# [Document passage]

§ §

These are the key concepts you need to understand to accurately answer the question.

Mirror Equation
The mirror equation is a fundamental tool used to find the relationship between the object distance, image distance, and the focal length of a mirror. It is given by: \[ \frac{1}{f} = \frac{1}{d_o} + \frac{1}{d_i} \]Where:
  • \( f \) is the focal length of the mirror
  • \( d_o \) is the distance from the object to the mirror
  • \( d_i \) is the distance from the image to the mirror
For convex mirrors, which spread out light rays, the focal length \( f \) is always negative. This negativity indicates that the focal point is located behind the mirror, emphasizing the mirror's nature of creating virtual images.

§ §

# [Dataset records]
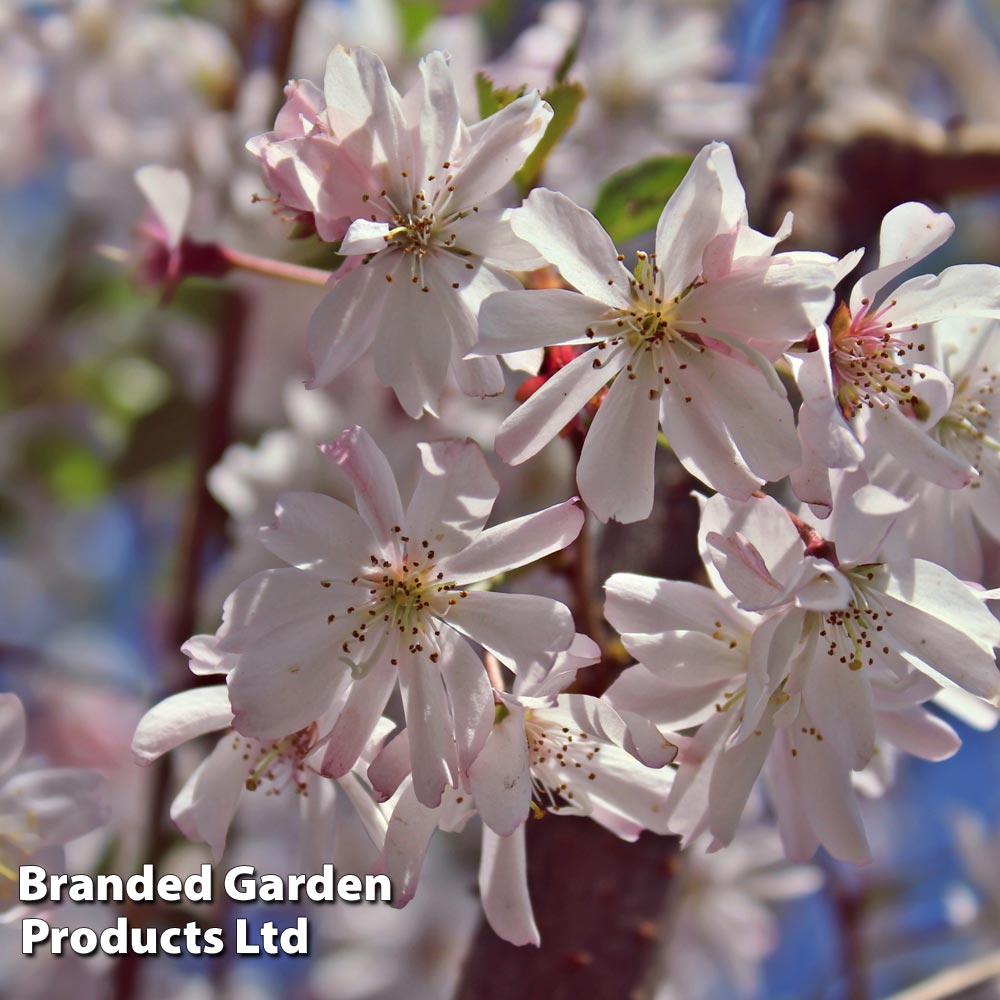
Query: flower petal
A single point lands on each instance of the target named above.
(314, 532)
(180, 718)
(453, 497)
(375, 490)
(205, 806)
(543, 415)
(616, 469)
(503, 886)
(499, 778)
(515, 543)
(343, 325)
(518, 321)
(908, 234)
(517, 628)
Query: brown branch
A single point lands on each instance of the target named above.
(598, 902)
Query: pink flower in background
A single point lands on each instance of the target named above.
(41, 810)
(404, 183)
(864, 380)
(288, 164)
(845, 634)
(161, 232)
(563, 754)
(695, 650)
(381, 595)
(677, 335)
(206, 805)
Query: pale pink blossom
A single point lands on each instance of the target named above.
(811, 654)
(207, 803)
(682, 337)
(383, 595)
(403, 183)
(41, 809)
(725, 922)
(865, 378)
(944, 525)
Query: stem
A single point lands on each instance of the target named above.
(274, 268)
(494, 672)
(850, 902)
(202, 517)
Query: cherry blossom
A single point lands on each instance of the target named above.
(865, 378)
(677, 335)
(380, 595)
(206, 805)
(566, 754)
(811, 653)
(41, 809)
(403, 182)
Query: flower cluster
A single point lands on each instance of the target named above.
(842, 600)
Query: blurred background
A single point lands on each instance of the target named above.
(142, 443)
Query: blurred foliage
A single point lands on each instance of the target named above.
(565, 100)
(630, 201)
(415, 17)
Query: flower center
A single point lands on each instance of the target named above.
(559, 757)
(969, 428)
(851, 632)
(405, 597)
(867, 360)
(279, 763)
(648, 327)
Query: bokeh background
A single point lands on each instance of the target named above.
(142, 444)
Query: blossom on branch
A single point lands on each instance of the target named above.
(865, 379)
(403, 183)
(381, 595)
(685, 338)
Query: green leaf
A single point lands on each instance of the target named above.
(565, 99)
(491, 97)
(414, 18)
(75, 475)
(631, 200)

§ §

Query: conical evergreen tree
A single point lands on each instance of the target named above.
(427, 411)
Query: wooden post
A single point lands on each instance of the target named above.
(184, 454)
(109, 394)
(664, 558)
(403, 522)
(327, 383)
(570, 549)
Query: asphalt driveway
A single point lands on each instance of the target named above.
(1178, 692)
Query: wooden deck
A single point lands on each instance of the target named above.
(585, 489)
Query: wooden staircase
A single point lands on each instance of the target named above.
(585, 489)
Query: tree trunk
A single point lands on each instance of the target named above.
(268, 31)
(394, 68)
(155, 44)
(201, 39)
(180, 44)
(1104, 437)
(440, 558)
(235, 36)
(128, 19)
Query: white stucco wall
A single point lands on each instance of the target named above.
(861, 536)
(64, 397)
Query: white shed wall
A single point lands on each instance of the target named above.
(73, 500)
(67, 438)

§ §

# [The tasks]
a) According to the mirror equation passage, what is always true of the focal length of a convex mirror?
b) Rewrite the stretch of the mirror equation passage from "These are the" through "creating virtual images.", changing "focal length" to "focal distance".
The lines have no connection to the mirror equation passage.

# [Responses to the exercise]
a) It is always negative.

b)
These are the key concepts you need to understand to accurately answer the question.

Mirror Equation
The mirror equation is a fundamental tool used to find the relationship between the object distance, image distance, and the focal distance of a mirror. It is given by: \[ \frac{1}{f} = \frac{1}{d_o} + \frac{1}{d_i} \]Where:
  • \( f \) is the focal distance of the mirror
  • \( d_o \) is the distance from the object to the mirror
  • \( d_i \) is the distance from the image to the mirror
For convex mirrors, which spread out light rays, the focal distance \( f \) is always negative. This negativity indicates that the focal point is located behind the mirror, emphasizing the mirror's nature of creating virtual images.